- **Work item**
Rewrite the rows from the start of the stored rows through the line with "box: [657, 265, 807, 354]", replacing every "clicks" with "points" and leaving all else unchanged. Leave the pictures out of your answer.

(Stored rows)
*** Begin section ***

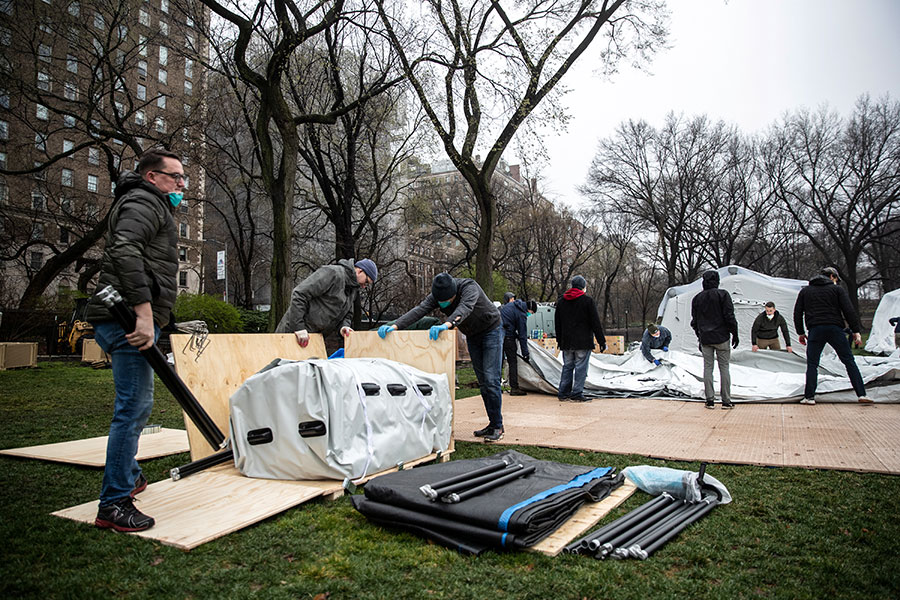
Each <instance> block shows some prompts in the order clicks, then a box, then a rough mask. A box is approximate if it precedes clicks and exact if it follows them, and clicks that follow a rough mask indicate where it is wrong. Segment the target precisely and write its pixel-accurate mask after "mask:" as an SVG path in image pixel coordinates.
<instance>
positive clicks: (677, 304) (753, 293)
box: [657, 265, 807, 354]
mask: <svg viewBox="0 0 900 600" xmlns="http://www.w3.org/2000/svg"><path fill="white" fill-rule="evenodd" d="M717 271H718V272H719V278H720V280H721V281H720V283H719V288H720V289H723V290H726V291H727V292H728V293H729V294H731V299H732V301H733V302H734V314H735V317H736V318H737V322H738V337H739V339H740V346H739V347H738V349H747V350H749V349H750V346H751V343H750V328H751V327H752V326H753V321H754V320H755V319H756V317H757V315H759V313H761V312H763V310H765V304H766V302H769V301H772V302H774V303H775V310H777V311H778V312H779V313H781V316H783V317H784V320H785V321H786V322H787V324H788V331H789V332H790V335H791V343H792V345H793V350H794V351H795V352H797V351H800V352H802V351H803V347H802V346H800V344H799V343H798V342H797V332H796V331H795V330H794V302H795V301H796V300H797V294H798V293H800V289H801V288H803V287H804V286H805V285H807V282H806V281H803V280H802V279H785V278H783V277H771V276H769V275H763V274H762V273H757V272H756V271H751V270H750V269H746V268H744V267H738V266H735V265H731V266H728V267H722V268H720V269H717ZM702 290H703V279H702V278H701V279H698V280H696V281H694V282H692V283H688V284H685V285H679V286H675V287H671V288H669V289H668V290H666V293H665V294H664V295H663V299H662V302H660V304H659V309H658V310H657V314H658V315H659V316H661V317H662V325H663V326H664V327H667V328H668V329H669V330H670V331H671V332H672V343H671V344H670V348H671V349H672V350H680V351H682V352H686V353H689V354H699V353H700V351H699V350H698V349H697V336H696V335H695V334H694V330H693V329H691V300H693V298H694V296H696V295H697V294H698V293H699V292H701V291H702ZM779 338H781V336H780V335H779ZM781 343H782V346H783V345H784V340H783V339H781Z"/></svg>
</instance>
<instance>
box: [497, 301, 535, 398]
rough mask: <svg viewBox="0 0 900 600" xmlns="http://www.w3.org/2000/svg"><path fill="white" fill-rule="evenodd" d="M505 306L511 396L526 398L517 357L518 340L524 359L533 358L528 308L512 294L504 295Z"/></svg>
mask: <svg viewBox="0 0 900 600" xmlns="http://www.w3.org/2000/svg"><path fill="white" fill-rule="evenodd" d="M503 302H504V304H503V306H501V307H500V317H501V318H502V319H503V354H504V355H506V362H507V364H509V395H510V396H524V395H525V392H523V391H522V390H521V389H519V360H518V357H517V356H516V340H519V347H521V348H522V358H524V359H525V360H526V361H527V360H528V359H529V358H531V356H530V354H529V353H528V335H527V333H528V324H527V318H528V307H527V306H526V305H525V302H523V301H522V300H516V295H515V294H513V293H512V292H506V293H505V294H503Z"/></svg>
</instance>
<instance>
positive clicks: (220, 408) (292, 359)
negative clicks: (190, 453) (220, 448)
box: [171, 333, 328, 460]
mask: <svg viewBox="0 0 900 600" xmlns="http://www.w3.org/2000/svg"><path fill="white" fill-rule="evenodd" d="M190 339H191V336H190V335H187V334H173V335H172V336H171V341H172V354H173V356H174V357H175V371H176V372H177V373H178V375H179V376H180V377H181V379H182V380H183V381H184V383H185V384H186V385H187V386H188V389H190V390H191V393H193V394H194V396H195V397H196V398H197V401H198V402H199V403H200V405H201V406H202V407H203V408H204V409H205V410H206V412H207V413H208V414H209V416H210V418H211V419H212V420H213V422H214V423H215V424H216V425H218V427H219V429H221V430H222V433H224V434H225V436H226V437H227V436H228V415H229V407H228V399H229V398H230V397H231V395H232V394H233V393H234V392H235V391H236V390H237V389H238V388H239V387H240V386H241V385H242V384H243V383H244V381H246V379H247V378H248V377H250V376H251V375H253V374H254V373H256V372H257V371H259V370H260V369H262V368H263V367H265V366H266V365H267V364H269V363H270V362H272V361H273V360H275V359H276V358H287V359H291V360H305V359H308V358H314V357H316V358H326V357H327V356H328V355H327V354H326V352H325V340H324V339H323V338H322V336H321V335H320V334H318V333H313V334H310V336H309V345H308V346H307V347H306V348H301V347H300V345H299V344H298V343H297V338H296V337H295V336H294V334H293V333H244V334H238V333H235V334H230V333H221V334H213V335H210V336H209V337H208V338H207V341H208V345H207V346H206V348H205V349H204V350H203V352H202V353H201V354H200V356H199V357H198V356H197V353H196V352H195V351H193V350H191V349H190V348H189V347H187V346H188V342H189V341H190ZM184 421H185V429H187V432H188V438H189V440H190V444H191V459H192V460H197V459H200V458H203V457H205V456H209V455H210V454H212V453H213V452H215V451H216V449H215V448H212V447H211V446H210V445H209V443H207V441H206V439H205V438H204V437H203V435H202V434H201V433H200V431H199V430H198V429H197V428H196V427H195V426H194V424H193V422H191V420H190V419H188V418H187V417H185V420H184Z"/></svg>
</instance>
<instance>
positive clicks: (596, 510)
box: [528, 478, 637, 556]
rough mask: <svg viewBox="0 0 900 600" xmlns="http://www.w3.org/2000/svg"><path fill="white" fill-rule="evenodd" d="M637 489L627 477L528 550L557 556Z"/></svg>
mask: <svg viewBox="0 0 900 600" xmlns="http://www.w3.org/2000/svg"><path fill="white" fill-rule="evenodd" d="M636 490H637V486H636V485H634V484H633V483H631V481H630V480H629V479H627V478H626V479H625V483H623V484H622V485H621V486H619V487H618V488H616V489H615V490H613V492H612V493H611V494H610V495H609V496H607V497H606V498H604V499H603V500H601V501H600V502H591V503H589V504H585V505H584V506H582V507H581V508H580V509H578V512H577V513H575V514H574V515H572V517H571V518H570V519H569V520H568V521H566V522H565V523H563V526H562V527H560V528H559V529H557V530H556V531H555V532H554V533H553V535H550V536H548V537H546V538H544V539H543V540H541V541H540V542H539V543H537V544H535V545H534V546H532V547H530V548H529V549H528V550H529V551H531V552H540V553H541V554H546V555H547V556H556V555H557V554H559V553H560V552H562V551H563V548H565V547H566V546H568V545H569V543H571V542H574V541H575V540H577V539H578V538H580V537H581V536H583V535H584V534H585V533H587V531H588V530H589V529H590V528H591V527H593V526H594V525H596V524H597V523H599V522H600V519H602V518H603V517H605V516H606V515H608V514H609V513H610V512H612V510H613V509H614V508H616V507H617V506H619V505H620V504H622V503H623V502H625V501H626V500H628V498H630V497H631V495H632V494H633V493H634V492H635V491H636Z"/></svg>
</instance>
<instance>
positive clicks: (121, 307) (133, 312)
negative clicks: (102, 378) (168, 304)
mask: <svg viewBox="0 0 900 600" xmlns="http://www.w3.org/2000/svg"><path fill="white" fill-rule="evenodd" d="M97 297H98V298H99V299H100V301H101V302H103V304H104V305H105V306H106V307H107V308H109V312H110V313H112V316H113V318H114V319H115V320H116V322H117V323H118V324H119V326H120V327H122V329H124V330H125V332H126V333H131V332H133V331H134V329H135V327H136V326H137V317H136V316H135V314H134V311H132V310H131V309H130V308H129V307H128V306H126V305H125V302H124V301H123V300H122V296H121V295H120V294H119V292H117V291H116V290H115V288H113V287H112V286H111V285H108V286H106V287H105V288H103V289H102V290H100V291H99V292H97ZM141 354H142V355H143V356H144V358H146V359H147V362H148V363H150V367H151V368H153V371H154V372H155V373H156V374H157V376H158V377H159V379H160V381H162V382H163V385H165V386H166V388H167V389H168V390H169V391H170V392H172V395H173V396H174V397H175V400H176V401H177V402H178V404H179V405H180V406H181V408H182V410H184V412H185V414H187V416H188V418H189V419H190V420H191V422H192V423H193V424H194V425H195V426H196V427H197V429H198V430H199V431H200V433H201V434H202V435H203V438H204V439H205V440H206V441H207V442H208V443H209V445H210V446H212V447H213V448H216V449H220V448H223V447H224V446H225V436H224V435H223V434H222V431H221V430H220V429H219V428H218V426H217V425H216V424H215V422H214V421H213V420H212V419H211V418H210V416H209V414H207V412H206V411H205V410H204V409H203V407H202V406H200V403H199V402H197V398H195V397H194V395H193V394H192V393H191V390H189V389H188V387H187V386H186V385H185V384H184V382H183V381H182V380H181V378H180V377H179V376H178V373H176V372H175V369H173V368H172V366H171V365H169V362H168V361H167V360H166V356H165V354H163V353H162V350H160V349H159V346H157V345H156V344H153V345H152V346H150V347H149V348H147V349H145V350H141ZM226 453H227V454H228V456H227V457H225V454H226ZM213 457H217V459H216V460H218V462H213V463H211V464H207V463H208V462H209V459H212V458H213ZM230 458H233V453H232V451H231V450H230V449H229V450H224V451H222V452H218V453H216V454H213V455H212V456H208V457H206V458H204V459H201V460H198V461H194V462H193V463H189V464H188V465H185V466H184V467H180V468H179V469H172V470H173V471H180V472H181V476H182V477H183V476H186V475H190V474H191V473H196V472H197V471H200V470H202V469H204V468H207V467H211V466H213V465H214V464H219V463H222V462H225V461H226V460H228V459H230ZM198 463H202V464H203V466H199V467H196V468H194V467H193V465H196V464H198ZM186 471H187V472H186ZM172 478H173V479H178V478H179V477H175V476H174V475H173V477H172Z"/></svg>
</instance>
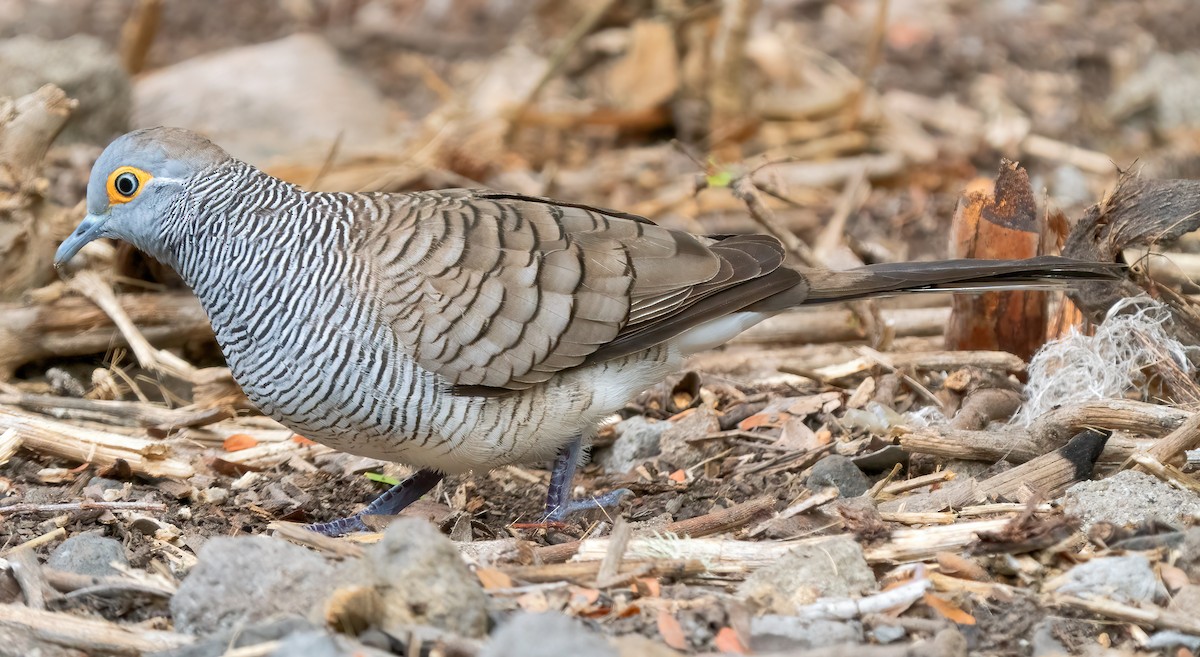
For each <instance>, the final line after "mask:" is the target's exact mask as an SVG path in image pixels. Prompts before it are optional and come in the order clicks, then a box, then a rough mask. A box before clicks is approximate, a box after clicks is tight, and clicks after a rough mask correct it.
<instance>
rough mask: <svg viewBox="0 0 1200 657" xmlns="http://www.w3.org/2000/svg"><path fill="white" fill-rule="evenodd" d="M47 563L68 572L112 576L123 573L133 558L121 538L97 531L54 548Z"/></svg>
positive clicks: (105, 575) (106, 576)
mask: <svg viewBox="0 0 1200 657" xmlns="http://www.w3.org/2000/svg"><path fill="white" fill-rule="evenodd" d="M113 563H116V566H115V567H114V566H113ZM46 565H47V566H49V567H52V568H54V569H58V571H66V572H68V573H79V574H85V575H90V577H109V575H119V574H121V569H122V568H125V567H127V566H128V565H130V560H128V559H127V557H126V556H125V547H122V546H121V542H120V541H116V540H114V538H107V537H104V536H98V535H96V534H79V535H76V536H72V537H71V538H67V540H66V541H64V542H62V544H60V546H59V547H58V548H54V551H52V553H50V557H49V559H48V560H47V562H46Z"/></svg>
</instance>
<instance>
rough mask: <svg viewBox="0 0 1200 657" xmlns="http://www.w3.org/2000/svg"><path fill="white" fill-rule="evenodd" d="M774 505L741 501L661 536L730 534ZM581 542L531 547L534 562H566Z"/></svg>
mask: <svg viewBox="0 0 1200 657" xmlns="http://www.w3.org/2000/svg"><path fill="white" fill-rule="evenodd" d="M774 506H775V500H774V499H773V498H766V496H763V498H755V499H752V500H749V501H745V502H742V504H739V505H734V506H731V507H728V508H722V510H720V511H714V512H712V513H707V514H704V516H698V517H696V518H689V519H686V520H679V522H677V523H671V524H668V525H667V526H665V528H662V531H664V532H665V534H674V535H677V536H691V537H701V536H712V535H714V534H724V532H726V531H733V530H736V529H738V528H742V526H745V525H746V524H748V523H750V522H751V520H754V519H755V518H757V517H758V516H760V514H762V513H766V512H767V511H769V510H770V508H773V507H774ZM586 541H587V540H584V541H572V542H570V543H562V544H559V546H546V547H542V548H535V549H534V550H533V551H534V559H536V560H538V561H540V562H541V563H558V562H562V561H566V560H568V559H570V557H571V556H574V555H575V553H576V551H577V550H578V549H580V546H582V544H583V543H584V542H586ZM607 541H608V540H607V538H605V544H606V546H607Z"/></svg>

*** End section ***

- **Answer space**
Each <instance> block shows some prompts in the order points, then a box, then a rough mask. A box is approximate if it precedes points and exact if it follows them, and points that follow a rough mask indicate where it is wrong. Segment the target precisely and write its pixel-accurate mask after "mask:" as an SVG path in image pixel coordinates.
<instance>
positive points: (677, 304) (753, 293)
box: [657, 265, 807, 354]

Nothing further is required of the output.